Content starts

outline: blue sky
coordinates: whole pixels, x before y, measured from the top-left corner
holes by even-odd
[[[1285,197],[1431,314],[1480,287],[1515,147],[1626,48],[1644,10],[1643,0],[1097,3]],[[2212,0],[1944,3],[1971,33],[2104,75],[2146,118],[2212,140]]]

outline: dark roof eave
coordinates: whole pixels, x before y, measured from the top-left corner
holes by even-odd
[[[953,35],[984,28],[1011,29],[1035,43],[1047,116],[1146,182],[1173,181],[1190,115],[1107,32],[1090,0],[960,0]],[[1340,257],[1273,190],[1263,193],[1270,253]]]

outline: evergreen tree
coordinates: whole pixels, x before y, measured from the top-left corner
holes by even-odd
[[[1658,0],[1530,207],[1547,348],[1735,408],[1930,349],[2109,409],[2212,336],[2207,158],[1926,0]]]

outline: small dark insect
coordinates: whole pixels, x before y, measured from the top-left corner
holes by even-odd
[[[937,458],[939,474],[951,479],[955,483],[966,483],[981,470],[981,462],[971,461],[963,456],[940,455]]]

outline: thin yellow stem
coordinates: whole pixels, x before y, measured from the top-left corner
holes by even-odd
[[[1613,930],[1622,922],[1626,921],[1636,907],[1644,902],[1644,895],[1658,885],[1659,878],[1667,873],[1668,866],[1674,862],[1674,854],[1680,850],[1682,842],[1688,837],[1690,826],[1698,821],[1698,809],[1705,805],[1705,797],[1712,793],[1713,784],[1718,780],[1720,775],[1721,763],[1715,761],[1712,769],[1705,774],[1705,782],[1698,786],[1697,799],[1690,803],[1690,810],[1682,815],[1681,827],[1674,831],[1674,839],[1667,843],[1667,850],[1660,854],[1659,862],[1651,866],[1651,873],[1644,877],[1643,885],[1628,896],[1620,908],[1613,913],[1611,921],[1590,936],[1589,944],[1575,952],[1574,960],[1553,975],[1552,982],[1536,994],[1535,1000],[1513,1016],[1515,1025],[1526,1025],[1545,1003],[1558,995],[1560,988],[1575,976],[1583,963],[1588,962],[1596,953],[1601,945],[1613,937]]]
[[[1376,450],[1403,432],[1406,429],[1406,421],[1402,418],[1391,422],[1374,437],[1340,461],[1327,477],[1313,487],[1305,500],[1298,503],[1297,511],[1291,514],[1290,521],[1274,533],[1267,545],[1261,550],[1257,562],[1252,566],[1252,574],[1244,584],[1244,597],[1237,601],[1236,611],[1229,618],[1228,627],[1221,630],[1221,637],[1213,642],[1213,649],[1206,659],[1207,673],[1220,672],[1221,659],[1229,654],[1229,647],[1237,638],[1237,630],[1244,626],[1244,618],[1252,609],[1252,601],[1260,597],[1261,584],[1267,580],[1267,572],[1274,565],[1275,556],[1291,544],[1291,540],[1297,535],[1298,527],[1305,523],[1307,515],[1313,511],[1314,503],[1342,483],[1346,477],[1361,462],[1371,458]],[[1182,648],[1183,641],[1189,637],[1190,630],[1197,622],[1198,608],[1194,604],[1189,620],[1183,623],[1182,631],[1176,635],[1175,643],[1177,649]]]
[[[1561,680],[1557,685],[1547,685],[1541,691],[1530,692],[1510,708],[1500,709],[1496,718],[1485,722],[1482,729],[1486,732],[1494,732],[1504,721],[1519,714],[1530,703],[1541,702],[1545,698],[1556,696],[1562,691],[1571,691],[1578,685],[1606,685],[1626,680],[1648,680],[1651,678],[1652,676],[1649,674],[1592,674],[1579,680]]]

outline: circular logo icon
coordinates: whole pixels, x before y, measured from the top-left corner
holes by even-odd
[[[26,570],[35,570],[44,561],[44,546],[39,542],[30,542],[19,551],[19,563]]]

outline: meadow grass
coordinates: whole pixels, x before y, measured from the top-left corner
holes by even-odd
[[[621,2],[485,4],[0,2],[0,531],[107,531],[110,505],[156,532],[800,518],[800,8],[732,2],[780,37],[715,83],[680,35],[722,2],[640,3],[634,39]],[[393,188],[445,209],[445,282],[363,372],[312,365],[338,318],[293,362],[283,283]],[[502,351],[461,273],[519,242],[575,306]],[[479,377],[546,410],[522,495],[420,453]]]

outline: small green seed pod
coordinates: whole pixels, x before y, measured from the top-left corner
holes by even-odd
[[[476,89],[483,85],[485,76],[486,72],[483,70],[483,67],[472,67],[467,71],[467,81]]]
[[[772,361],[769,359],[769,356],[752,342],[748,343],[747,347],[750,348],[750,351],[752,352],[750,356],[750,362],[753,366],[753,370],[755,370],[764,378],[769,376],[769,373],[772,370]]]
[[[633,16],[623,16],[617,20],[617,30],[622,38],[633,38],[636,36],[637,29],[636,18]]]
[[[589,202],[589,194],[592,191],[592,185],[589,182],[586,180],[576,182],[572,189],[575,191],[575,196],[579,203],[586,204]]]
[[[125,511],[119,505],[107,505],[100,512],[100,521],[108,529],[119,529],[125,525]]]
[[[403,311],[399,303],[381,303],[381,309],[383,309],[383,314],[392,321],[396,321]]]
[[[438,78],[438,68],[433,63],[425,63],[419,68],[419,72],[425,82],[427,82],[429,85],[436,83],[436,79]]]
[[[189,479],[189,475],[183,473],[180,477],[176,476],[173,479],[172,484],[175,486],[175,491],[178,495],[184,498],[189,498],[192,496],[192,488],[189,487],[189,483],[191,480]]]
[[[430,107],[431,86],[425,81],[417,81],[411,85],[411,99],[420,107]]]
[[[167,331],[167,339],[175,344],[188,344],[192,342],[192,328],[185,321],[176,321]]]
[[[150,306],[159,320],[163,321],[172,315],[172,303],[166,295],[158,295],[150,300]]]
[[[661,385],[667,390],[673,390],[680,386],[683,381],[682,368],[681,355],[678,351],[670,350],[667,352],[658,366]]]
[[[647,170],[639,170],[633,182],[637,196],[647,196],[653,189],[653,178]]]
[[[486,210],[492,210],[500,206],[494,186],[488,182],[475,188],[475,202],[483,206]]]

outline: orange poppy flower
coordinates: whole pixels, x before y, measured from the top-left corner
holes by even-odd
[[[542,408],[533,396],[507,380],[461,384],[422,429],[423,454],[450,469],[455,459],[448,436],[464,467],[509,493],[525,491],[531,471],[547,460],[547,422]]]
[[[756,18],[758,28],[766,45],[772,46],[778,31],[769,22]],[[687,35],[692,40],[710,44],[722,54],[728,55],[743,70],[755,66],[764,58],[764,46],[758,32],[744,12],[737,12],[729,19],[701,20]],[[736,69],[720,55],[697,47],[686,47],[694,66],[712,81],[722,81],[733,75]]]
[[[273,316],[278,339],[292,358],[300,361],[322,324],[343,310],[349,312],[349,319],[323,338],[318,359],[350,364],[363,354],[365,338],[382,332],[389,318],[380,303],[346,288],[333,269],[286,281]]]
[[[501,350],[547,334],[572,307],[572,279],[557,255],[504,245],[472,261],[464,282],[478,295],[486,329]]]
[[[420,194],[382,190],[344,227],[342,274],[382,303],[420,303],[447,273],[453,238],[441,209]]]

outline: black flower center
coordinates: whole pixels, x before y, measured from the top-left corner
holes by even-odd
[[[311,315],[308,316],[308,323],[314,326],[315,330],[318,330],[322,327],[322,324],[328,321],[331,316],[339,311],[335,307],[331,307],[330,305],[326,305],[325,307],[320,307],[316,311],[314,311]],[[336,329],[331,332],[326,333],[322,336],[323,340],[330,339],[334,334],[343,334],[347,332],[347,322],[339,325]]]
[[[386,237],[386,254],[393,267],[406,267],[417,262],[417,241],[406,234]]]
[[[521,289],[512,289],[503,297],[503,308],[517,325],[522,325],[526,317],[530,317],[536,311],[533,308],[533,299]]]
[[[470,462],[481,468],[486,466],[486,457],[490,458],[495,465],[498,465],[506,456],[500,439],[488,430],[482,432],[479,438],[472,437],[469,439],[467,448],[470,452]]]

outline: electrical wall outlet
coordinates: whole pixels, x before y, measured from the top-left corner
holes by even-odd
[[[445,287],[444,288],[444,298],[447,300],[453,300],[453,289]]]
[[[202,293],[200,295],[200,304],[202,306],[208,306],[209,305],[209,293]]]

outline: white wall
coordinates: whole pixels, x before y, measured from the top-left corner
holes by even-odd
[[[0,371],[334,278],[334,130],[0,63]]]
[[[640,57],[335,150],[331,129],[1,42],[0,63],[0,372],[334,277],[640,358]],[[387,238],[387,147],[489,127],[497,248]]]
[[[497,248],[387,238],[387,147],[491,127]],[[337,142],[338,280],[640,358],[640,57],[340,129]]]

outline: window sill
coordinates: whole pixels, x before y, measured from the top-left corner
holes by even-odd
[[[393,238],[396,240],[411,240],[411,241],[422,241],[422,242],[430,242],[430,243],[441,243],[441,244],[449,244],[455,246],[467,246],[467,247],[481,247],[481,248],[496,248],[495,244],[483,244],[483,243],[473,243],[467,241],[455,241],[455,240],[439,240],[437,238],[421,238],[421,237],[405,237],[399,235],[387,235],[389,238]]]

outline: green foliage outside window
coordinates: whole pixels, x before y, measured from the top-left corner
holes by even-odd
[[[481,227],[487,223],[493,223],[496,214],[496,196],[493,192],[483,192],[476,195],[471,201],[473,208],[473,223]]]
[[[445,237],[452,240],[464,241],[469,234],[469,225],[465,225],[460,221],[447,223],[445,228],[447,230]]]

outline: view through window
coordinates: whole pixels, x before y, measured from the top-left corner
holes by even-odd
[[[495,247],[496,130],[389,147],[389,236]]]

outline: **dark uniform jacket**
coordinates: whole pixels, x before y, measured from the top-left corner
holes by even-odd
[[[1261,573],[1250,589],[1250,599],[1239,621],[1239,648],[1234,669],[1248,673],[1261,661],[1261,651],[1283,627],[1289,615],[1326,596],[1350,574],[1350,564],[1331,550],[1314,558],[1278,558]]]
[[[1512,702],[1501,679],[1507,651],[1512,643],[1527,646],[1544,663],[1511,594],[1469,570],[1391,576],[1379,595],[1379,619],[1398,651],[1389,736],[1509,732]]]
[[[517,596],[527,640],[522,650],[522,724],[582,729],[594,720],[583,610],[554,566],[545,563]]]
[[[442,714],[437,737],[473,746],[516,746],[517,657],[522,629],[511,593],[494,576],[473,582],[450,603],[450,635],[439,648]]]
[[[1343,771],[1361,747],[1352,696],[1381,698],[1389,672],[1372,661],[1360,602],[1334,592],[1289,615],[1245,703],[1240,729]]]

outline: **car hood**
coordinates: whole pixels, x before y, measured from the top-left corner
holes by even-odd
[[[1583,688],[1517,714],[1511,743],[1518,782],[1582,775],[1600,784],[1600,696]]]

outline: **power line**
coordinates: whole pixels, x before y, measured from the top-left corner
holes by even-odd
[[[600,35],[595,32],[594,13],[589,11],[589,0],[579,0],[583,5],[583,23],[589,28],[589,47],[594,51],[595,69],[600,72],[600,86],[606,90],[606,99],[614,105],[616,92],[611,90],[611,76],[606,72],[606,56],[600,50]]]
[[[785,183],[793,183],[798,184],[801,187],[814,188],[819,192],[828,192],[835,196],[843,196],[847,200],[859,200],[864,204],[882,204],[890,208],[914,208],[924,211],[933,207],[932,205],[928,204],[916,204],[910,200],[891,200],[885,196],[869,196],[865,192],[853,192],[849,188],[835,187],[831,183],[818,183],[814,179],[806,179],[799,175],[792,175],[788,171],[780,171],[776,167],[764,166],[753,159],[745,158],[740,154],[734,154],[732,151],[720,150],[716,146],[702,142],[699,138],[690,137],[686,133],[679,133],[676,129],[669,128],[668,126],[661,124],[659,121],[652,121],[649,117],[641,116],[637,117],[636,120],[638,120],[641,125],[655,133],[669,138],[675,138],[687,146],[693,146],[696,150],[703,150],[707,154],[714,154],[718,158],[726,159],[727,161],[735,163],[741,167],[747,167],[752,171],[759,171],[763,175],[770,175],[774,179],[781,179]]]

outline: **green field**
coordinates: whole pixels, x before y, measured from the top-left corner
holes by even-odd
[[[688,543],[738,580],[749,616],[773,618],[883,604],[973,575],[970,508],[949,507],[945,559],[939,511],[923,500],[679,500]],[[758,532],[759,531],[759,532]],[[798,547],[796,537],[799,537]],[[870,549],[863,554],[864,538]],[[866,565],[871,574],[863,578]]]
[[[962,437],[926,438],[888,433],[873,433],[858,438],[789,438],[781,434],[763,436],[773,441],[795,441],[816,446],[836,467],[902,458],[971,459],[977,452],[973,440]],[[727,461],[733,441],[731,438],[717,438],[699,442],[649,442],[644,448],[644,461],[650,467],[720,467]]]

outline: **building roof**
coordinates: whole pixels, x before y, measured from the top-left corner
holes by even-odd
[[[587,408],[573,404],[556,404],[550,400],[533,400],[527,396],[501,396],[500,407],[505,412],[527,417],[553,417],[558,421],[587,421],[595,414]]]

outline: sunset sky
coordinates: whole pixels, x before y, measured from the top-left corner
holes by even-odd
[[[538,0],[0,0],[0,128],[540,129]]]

Content ends

Task description: Your answer should consist solely of the lines above from the line with "outline: evergreen tree" to the line with "outline: small dark insect", both included, reproduced exactly.

Response area:
outline: evergreen tree
coordinates: whole pixels, x before y, measured from the top-left corner
holes by even-odd
[[[1658,0],[1530,207],[1547,348],[1735,408],[1930,349],[2109,409],[2212,336],[2207,158],[1926,0]]]

outline: small dark insect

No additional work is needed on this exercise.